- **Written task**
Copy the data from the line containing "Task: indicate the hedge" through the end of the data, renaming "pumpkin stem" to "pumpkin stalk" and leaving everything else unchanged.
'''
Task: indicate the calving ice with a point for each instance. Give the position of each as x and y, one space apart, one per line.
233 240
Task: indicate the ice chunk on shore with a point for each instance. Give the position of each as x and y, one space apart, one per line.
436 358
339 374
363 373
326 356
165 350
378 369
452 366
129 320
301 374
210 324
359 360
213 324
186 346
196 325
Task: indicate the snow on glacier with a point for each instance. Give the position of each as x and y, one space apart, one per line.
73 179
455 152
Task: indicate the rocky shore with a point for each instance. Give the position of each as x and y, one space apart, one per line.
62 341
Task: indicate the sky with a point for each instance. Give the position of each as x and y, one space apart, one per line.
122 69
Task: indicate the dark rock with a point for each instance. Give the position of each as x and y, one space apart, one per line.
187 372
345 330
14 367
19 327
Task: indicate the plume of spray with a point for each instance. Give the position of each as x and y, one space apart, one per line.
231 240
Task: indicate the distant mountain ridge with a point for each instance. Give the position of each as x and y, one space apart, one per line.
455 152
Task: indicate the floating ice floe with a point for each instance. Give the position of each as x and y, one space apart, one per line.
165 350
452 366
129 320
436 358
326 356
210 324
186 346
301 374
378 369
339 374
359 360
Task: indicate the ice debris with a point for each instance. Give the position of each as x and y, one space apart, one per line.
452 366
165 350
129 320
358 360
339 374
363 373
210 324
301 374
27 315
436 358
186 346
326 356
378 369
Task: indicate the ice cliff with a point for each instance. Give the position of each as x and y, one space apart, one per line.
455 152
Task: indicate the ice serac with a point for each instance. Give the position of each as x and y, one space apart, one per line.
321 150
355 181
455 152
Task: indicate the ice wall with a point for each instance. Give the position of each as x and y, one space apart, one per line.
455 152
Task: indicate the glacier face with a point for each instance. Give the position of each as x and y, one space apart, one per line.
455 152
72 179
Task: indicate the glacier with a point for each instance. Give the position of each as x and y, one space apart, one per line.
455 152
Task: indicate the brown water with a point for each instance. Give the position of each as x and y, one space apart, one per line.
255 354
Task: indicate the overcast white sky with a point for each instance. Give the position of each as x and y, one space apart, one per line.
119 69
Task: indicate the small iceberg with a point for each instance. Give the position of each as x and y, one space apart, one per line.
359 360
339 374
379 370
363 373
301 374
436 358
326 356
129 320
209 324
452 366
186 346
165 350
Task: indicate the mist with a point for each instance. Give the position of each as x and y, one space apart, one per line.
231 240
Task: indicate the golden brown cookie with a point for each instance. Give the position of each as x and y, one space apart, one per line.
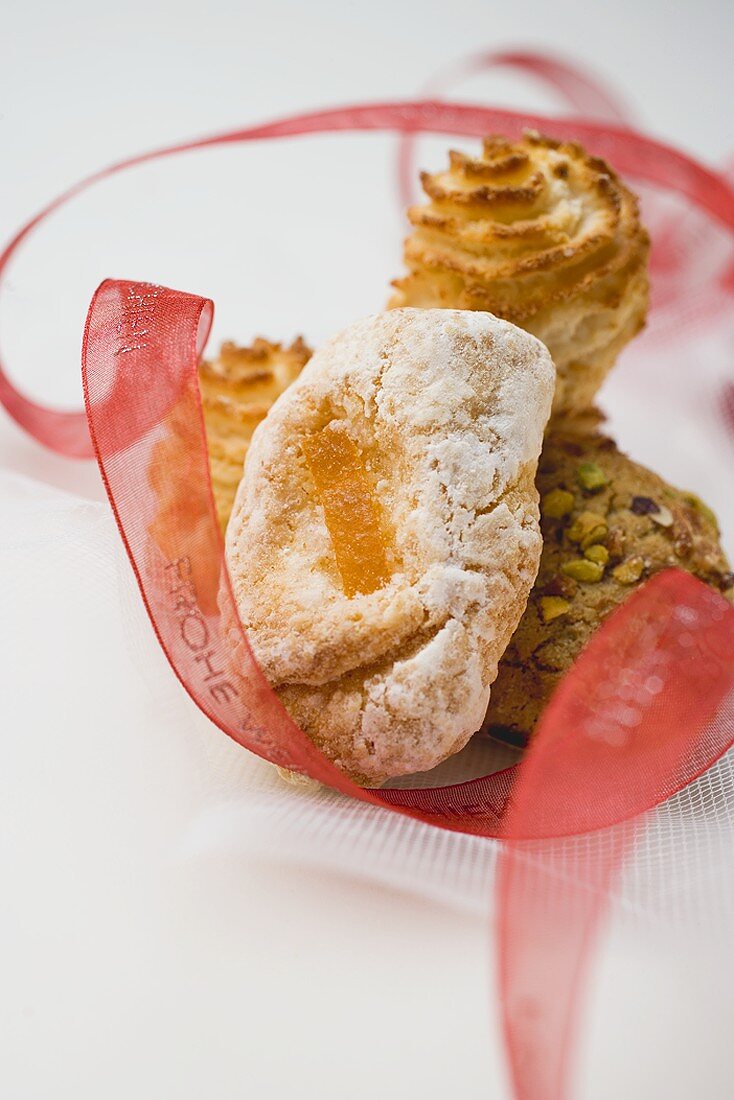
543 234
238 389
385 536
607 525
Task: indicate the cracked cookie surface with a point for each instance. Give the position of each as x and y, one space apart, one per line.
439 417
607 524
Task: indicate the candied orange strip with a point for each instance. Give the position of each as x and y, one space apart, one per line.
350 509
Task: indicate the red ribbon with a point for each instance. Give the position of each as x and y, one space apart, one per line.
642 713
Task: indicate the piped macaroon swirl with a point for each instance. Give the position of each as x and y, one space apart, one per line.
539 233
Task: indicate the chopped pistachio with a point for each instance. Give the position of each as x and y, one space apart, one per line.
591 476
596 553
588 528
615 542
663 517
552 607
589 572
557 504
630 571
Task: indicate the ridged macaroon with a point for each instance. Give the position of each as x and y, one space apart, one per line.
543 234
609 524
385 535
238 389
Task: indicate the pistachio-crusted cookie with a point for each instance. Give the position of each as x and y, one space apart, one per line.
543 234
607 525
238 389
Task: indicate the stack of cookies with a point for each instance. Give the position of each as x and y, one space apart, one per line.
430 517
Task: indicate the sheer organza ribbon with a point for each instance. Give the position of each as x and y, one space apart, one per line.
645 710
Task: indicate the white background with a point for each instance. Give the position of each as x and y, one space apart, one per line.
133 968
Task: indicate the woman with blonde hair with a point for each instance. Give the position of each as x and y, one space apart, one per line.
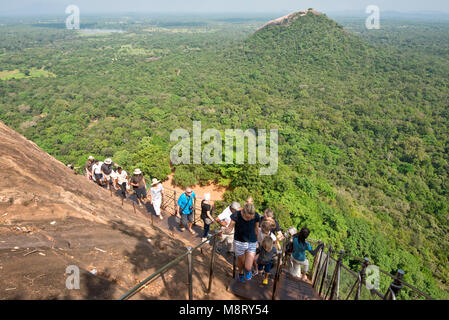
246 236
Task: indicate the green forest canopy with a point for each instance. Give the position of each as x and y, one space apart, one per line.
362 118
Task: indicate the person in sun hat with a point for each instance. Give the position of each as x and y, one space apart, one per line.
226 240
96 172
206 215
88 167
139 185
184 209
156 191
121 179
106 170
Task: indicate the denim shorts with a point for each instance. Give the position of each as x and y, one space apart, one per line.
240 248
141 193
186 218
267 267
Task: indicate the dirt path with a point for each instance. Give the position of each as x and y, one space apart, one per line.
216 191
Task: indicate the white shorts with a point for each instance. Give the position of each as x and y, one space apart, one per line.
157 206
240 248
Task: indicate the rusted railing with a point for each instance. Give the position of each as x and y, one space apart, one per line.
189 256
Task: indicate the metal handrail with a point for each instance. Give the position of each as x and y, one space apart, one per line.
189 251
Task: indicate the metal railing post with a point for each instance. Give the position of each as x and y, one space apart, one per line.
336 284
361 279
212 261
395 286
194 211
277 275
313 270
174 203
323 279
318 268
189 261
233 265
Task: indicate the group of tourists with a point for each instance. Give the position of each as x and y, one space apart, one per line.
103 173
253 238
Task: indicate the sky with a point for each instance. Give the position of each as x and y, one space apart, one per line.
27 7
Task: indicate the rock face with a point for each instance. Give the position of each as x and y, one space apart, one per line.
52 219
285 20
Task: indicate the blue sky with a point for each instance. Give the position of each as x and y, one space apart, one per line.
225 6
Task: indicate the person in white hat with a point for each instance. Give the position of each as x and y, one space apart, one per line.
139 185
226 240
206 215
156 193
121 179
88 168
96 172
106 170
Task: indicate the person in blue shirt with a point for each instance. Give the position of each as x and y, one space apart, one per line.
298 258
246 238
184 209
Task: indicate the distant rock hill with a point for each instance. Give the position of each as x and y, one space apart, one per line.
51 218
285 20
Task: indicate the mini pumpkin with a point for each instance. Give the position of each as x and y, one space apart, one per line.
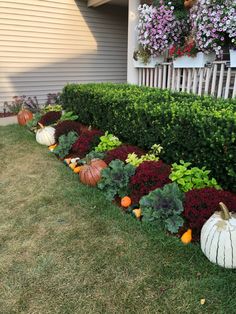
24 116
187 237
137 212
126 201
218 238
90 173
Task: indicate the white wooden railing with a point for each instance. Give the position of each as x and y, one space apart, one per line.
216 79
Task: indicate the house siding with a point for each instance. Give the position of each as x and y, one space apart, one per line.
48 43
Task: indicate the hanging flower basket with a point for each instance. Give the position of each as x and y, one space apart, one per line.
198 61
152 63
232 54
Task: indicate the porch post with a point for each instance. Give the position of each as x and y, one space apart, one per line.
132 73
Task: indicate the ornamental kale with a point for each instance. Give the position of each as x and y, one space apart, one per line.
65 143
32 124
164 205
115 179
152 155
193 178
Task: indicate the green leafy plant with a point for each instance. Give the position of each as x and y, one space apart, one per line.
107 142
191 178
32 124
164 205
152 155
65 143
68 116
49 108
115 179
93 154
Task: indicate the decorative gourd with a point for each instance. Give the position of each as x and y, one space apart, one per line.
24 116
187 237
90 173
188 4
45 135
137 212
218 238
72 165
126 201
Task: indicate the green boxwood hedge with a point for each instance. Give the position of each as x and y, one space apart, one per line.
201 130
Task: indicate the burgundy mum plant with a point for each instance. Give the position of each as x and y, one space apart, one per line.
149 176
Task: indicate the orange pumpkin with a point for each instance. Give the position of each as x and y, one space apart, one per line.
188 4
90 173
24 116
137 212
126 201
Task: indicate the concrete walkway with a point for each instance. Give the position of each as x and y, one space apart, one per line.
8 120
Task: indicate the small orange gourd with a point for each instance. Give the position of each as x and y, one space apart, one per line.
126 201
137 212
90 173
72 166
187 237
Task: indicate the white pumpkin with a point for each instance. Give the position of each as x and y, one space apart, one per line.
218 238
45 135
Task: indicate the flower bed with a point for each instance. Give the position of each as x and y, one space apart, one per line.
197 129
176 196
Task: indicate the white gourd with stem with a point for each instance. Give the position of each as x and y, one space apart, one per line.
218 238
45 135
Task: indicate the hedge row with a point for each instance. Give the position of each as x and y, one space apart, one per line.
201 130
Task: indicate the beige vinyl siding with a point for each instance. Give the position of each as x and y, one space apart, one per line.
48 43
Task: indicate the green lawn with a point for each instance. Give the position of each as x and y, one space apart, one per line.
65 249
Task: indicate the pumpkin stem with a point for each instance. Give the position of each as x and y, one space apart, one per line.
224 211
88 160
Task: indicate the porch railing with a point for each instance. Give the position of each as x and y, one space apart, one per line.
'''
- **Exercise answer**
Task: indicate the hedge row with a point for each instance. Give the position of each as x and y, one space apart, one per line.
201 130
Task: indicate the beige vinyl siding with a point for each instance. Give the position of each as x and y, one space apart, one per line.
48 43
Task: indicate the green lawn with a point for each instance. Give the position of each as x and y, one space apart, one per line.
65 249
Task: indicate the pumpkin stalk with a point for each instance. Give the position of each as x and y, one space apart, one per line.
224 211
88 160
Task: indicate the porch railing with a point for each instance. Give the position of each as x and y, one space apart, one per line.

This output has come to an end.